+++ Input material

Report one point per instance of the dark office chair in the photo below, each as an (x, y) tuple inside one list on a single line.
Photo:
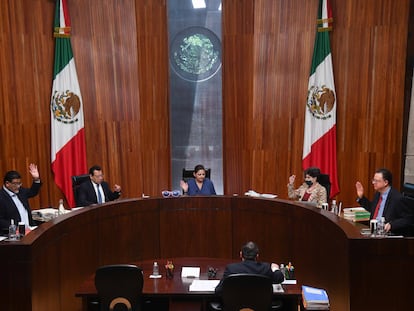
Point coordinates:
[(251, 291), (324, 180), (119, 287), (187, 174), (76, 181)]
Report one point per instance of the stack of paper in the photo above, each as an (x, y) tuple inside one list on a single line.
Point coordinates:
[(314, 298), (203, 285), (356, 214), (252, 193)]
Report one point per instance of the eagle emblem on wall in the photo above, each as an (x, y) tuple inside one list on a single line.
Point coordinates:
[(321, 101), (65, 106)]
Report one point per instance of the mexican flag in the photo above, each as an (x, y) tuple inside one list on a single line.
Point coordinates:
[(319, 147), (67, 125)]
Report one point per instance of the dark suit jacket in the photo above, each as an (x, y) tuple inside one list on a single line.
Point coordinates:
[(87, 195), (396, 211), (8, 210), (252, 267)]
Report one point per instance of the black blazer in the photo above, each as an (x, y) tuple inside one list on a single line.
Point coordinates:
[(8, 210), (252, 267), (87, 195), (396, 211)]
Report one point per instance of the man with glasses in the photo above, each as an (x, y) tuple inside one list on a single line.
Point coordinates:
[(14, 199), (387, 203), (96, 191)]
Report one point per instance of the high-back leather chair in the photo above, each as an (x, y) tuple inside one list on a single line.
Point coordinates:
[(324, 180), (119, 287), (187, 174), (244, 290), (76, 181)]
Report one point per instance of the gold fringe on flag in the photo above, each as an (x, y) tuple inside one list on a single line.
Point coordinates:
[(322, 21), (62, 32)]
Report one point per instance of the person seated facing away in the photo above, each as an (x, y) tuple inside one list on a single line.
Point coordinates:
[(14, 203), (249, 264), (388, 203), (199, 185), (310, 190), (96, 191)]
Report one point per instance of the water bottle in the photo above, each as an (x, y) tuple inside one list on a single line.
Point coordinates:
[(381, 226), (61, 208), (283, 270), (155, 269), (334, 208), (12, 231)]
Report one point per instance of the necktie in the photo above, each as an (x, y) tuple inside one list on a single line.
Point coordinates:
[(377, 207), (99, 194)]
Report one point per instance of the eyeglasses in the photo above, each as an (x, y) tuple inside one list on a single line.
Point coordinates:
[(167, 194)]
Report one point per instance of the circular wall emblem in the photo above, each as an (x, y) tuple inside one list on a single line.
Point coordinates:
[(65, 106), (195, 54)]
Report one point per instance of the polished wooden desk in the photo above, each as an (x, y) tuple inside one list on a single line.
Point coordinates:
[(43, 271), (176, 290)]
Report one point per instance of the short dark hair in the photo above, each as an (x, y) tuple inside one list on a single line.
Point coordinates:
[(313, 171), (199, 167), (10, 175), (386, 175), (94, 168), (250, 251)]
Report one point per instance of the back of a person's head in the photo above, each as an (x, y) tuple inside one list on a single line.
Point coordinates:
[(250, 251), (386, 175), (94, 168), (313, 171), (199, 167), (10, 175)]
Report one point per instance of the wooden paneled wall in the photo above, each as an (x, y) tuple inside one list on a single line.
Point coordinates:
[(121, 53)]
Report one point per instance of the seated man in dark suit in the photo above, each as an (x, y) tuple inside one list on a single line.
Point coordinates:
[(388, 203), (14, 199), (96, 191), (249, 264)]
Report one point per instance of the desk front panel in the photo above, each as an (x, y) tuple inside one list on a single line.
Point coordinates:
[(59, 255)]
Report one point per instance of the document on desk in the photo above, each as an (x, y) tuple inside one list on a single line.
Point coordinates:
[(190, 272), (203, 285)]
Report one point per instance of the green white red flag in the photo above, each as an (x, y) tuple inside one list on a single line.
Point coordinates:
[(68, 151), (319, 147)]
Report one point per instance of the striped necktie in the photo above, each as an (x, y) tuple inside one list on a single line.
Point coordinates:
[(99, 194)]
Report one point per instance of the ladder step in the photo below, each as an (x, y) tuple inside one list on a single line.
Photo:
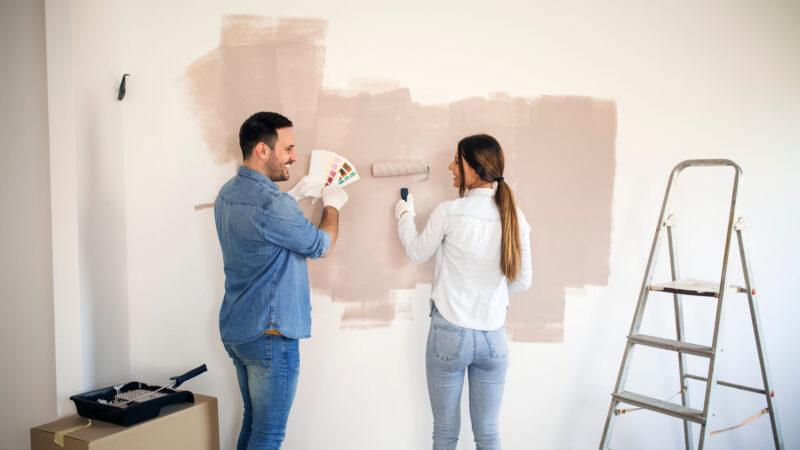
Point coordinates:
[(670, 344), (728, 384), (660, 406), (693, 287)]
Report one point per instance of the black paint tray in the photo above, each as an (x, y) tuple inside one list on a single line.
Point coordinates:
[(133, 402)]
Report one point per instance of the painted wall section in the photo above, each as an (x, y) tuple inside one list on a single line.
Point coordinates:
[(559, 151)]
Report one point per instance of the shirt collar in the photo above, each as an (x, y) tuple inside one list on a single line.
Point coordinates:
[(481, 192), (259, 177)]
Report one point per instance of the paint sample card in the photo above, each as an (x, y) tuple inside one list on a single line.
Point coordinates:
[(328, 167)]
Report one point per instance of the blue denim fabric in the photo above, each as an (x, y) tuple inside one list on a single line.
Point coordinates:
[(483, 355), (267, 369), (265, 241)]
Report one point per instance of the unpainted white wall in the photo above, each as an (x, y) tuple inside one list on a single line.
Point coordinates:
[(27, 356)]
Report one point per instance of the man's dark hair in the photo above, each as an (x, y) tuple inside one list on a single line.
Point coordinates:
[(261, 127)]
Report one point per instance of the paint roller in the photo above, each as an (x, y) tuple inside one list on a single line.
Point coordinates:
[(402, 168)]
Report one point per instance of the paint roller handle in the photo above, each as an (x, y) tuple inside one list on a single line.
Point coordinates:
[(180, 379)]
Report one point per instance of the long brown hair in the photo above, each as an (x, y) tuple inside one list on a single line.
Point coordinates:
[(484, 154)]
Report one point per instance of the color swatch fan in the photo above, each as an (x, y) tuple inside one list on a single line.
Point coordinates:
[(328, 167)]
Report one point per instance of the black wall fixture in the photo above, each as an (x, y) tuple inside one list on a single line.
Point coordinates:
[(121, 93)]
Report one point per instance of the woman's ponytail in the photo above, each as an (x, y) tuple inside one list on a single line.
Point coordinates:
[(484, 154), (509, 244)]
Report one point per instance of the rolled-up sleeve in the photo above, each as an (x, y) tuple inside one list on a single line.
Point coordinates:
[(286, 226), (420, 247)]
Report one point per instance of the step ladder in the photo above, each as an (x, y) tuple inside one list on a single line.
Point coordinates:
[(679, 287)]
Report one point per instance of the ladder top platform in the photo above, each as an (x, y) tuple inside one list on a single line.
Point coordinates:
[(693, 287)]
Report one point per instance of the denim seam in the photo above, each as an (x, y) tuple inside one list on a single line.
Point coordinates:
[(285, 375)]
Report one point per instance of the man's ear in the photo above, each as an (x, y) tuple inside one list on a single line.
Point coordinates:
[(262, 151)]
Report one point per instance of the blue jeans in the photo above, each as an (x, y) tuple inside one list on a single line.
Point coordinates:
[(267, 369), (451, 351)]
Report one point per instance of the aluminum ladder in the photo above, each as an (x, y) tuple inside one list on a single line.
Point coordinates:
[(679, 287)]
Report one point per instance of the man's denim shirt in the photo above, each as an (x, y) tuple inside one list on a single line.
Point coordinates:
[(265, 241)]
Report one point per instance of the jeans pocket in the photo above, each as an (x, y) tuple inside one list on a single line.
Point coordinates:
[(497, 342), (447, 342)]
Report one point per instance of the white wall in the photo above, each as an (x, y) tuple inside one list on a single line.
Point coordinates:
[(712, 80), (27, 367)]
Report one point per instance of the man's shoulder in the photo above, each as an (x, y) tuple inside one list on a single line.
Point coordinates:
[(243, 191)]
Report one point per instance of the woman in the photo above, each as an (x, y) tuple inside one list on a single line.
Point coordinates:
[(482, 247)]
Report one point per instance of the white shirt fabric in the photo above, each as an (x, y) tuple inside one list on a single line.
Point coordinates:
[(469, 289)]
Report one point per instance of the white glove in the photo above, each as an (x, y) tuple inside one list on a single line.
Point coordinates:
[(334, 196), (404, 206), (306, 187)]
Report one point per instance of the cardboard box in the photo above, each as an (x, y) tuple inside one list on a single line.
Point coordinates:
[(181, 426)]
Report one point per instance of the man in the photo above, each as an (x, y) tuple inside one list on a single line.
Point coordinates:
[(265, 241)]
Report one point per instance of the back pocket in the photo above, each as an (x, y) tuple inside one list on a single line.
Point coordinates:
[(447, 342)]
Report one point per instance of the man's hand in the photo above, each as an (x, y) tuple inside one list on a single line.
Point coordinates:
[(404, 207), (306, 187), (334, 196)]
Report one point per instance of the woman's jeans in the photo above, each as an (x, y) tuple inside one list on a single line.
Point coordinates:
[(484, 355), (267, 369)]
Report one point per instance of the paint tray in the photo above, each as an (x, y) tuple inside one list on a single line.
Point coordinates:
[(133, 402)]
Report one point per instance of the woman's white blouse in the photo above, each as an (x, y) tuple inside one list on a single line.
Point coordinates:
[(469, 288)]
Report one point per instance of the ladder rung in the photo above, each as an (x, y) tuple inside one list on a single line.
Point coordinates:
[(693, 287), (660, 406), (670, 344), (727, 384)]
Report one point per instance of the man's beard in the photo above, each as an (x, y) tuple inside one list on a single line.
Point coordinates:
[(278, 173)]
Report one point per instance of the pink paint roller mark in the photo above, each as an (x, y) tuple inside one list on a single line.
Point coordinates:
[(559, 161)]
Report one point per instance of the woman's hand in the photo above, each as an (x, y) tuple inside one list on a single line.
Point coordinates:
[(404, 207)]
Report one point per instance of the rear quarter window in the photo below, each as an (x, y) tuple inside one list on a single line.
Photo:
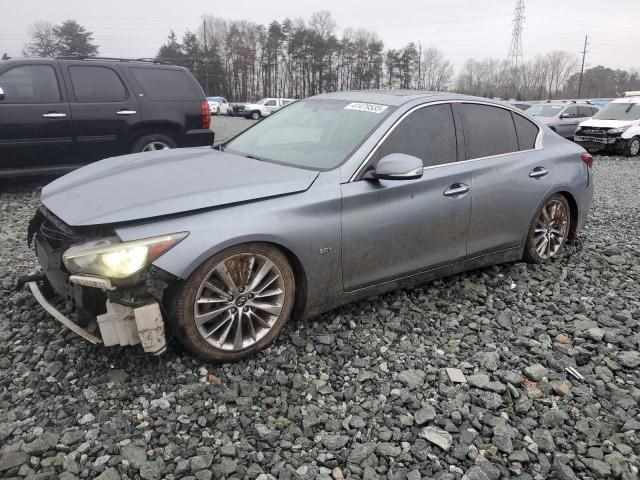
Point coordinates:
[(527, 132), (166, 84), (488, 130)]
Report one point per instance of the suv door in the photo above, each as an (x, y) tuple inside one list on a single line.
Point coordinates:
[(568, 121), (392, 229), (35, 120), (510, 176), (103, 108)]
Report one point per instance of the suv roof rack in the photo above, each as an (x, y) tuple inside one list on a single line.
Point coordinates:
[(78, 56)]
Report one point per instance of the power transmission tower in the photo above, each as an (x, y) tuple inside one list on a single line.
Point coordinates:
[(584, 54), (516, 57)]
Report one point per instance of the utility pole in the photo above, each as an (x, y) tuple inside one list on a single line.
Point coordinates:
[(584, 54), (206, 57)]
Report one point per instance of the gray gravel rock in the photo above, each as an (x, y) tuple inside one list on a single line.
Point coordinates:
[(353, 389)]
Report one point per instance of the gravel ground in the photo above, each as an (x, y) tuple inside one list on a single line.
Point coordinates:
[(360, 392)]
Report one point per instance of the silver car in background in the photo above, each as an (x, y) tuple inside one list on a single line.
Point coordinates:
[(563, 116), (337, 197)]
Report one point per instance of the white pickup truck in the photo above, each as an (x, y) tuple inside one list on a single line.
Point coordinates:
[(264, 107)]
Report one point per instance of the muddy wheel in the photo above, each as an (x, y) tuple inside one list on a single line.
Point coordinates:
[(235, 303), (549, 231)]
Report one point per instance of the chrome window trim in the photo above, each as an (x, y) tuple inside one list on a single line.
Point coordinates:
[(538, 145)]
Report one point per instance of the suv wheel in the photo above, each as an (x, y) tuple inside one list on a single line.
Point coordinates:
[(633, 147), (152, 142), (235, 303)]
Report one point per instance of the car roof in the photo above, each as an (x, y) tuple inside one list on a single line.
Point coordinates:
[(626, 100), (399, 97)]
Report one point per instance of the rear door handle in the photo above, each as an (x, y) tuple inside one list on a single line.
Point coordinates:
[(538, 172), (456, 189), (54, 115)]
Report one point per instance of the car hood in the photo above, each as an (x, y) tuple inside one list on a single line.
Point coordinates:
[(152, 184), (607, 123)]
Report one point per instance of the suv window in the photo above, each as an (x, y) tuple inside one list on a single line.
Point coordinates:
[(488, 130), (30, 84), (428, 133), (96, 84), (165, 84), (527, 132)]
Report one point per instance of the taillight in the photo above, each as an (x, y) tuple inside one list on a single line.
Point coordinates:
[(587, 158), (206, 114)]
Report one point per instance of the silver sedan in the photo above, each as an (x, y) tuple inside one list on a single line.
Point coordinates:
[(334, 198)]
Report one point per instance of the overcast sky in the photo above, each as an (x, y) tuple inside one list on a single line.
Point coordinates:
[(460, 28)]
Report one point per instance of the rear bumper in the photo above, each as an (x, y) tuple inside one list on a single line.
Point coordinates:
[(201, 137)]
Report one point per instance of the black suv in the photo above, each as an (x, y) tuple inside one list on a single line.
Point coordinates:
[(60, 113)]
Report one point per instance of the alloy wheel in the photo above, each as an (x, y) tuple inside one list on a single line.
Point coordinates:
[(552, 228), (155, 145), (239, 301)]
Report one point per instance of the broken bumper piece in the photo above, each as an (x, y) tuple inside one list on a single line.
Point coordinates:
[(120, 325)]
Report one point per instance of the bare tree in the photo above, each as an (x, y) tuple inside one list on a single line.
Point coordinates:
[(43, 41)]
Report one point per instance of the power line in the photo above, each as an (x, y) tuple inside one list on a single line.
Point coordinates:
[(584, 54)]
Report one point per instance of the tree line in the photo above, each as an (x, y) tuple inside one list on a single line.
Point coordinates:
[(242, 60)]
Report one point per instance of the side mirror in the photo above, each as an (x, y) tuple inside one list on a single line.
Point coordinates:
[(397, 166)]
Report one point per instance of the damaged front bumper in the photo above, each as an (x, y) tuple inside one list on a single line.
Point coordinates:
[(104, 313)]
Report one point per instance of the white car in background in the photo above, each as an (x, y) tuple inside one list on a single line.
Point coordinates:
[(615, 128), (264, 107), (218, 106)]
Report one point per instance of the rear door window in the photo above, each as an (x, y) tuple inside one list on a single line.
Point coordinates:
[(428, 133), (30, 84), (94, 84), (165, 84), (488, 131), (527, 132)]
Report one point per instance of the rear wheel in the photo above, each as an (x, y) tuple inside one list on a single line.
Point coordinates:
[(632, 148), (549, 231), (235, 303), (152, 142)]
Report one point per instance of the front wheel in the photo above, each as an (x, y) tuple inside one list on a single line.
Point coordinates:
[(632, 148), (549, 231), (235, 303)]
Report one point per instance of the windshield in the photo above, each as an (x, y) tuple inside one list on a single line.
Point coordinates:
[(317, 134), (619, 111), (544, 110)]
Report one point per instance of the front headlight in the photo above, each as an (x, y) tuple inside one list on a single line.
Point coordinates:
[(617, 131), (111, 258)]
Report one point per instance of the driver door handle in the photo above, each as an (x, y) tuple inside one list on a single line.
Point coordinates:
[(538, 172), (54, 115), (456, 189)]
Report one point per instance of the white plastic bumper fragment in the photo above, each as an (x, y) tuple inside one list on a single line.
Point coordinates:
[(130, 326), (35, 291)]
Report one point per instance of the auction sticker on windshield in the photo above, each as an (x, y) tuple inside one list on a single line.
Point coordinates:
[(367, 107)]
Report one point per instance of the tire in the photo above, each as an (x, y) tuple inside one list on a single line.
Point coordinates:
[(632, 148), (550, 224), (203, 292), (153, 141)]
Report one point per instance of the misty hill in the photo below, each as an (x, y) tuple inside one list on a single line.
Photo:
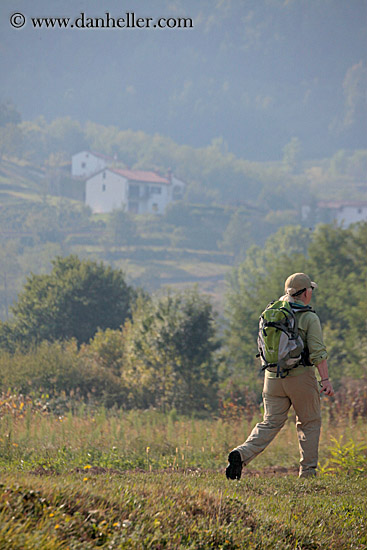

++++++

* **Problem to solve**: All lines holding the word "silver" must be copied from the data.

* **The completed task**:
Report one point per instance of the silver car in background in the photo above, each as an (x, y) tuple inside one list on a single line.
Report one point per instance of the silver sedan in the photo above, each as an (x, y) tuple inside one list on a single line.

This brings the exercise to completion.